## INSTRUCTION
Rewrite every line from the start of the records through the line containing "143), (277, 143)]]", requests included. Multiply each x and y coordinate in the answers by 1.5, rounding to whole numbers with halves rounded up.

## GIVEN RECORDS
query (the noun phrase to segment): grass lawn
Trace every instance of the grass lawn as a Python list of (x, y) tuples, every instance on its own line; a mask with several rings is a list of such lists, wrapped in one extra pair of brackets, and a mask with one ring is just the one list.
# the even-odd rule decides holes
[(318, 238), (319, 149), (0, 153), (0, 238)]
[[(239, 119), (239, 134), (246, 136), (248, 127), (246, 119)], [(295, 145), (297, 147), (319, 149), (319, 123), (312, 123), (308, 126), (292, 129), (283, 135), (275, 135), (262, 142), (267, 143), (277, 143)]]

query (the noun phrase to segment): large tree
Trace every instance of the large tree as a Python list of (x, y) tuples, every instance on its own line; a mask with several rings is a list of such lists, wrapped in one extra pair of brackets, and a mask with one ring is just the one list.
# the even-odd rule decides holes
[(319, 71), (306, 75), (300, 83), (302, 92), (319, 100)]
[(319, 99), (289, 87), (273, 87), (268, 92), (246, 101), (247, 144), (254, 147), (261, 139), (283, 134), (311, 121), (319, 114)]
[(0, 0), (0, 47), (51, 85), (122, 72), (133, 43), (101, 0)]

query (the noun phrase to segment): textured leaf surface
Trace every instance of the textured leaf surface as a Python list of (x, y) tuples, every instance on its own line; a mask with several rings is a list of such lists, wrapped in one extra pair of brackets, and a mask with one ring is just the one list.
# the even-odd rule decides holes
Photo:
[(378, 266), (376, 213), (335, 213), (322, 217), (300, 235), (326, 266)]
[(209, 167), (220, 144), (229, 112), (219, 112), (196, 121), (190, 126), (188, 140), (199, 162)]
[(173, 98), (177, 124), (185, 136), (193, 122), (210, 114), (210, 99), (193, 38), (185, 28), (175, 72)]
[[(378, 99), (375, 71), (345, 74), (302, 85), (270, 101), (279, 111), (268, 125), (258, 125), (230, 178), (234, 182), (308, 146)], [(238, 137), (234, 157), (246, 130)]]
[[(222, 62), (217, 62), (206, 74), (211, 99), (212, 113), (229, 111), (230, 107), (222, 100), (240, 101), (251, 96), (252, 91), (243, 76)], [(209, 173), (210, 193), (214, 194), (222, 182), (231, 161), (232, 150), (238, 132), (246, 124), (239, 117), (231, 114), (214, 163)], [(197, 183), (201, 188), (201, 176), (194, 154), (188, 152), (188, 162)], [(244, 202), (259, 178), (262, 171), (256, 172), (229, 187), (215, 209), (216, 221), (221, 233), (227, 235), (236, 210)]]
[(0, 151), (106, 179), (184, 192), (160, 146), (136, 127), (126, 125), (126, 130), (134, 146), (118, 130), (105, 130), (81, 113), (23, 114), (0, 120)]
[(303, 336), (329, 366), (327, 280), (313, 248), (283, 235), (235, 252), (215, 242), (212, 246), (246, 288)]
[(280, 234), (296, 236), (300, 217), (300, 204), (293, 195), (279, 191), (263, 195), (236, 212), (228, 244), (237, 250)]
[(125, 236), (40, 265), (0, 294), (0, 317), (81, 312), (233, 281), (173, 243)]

## THE RESPONSE
query (the noun phrase to segment): grass lawn
Trace every instance of the grass lawn as a Python list of (x, y) tuples, every instance on its own line; a mask with several rings is a list of such lists, wrapped in one extra pair of brackets, and a mask with one ring is just the one list.
# the even-odd rule decides holes
[(477, 357), (479, 224), (0, 230), (0, 357)]
[[(359, 179), (359, 201), (369, 204), (372, 191), (369, 179)], [(443, 218), (446, 221), (479, 224), (479, 185), (468, 185), (462, 189), (438, 194), (425, 203), (413, 203), (393, 213), (401, 215), (416, 215)]]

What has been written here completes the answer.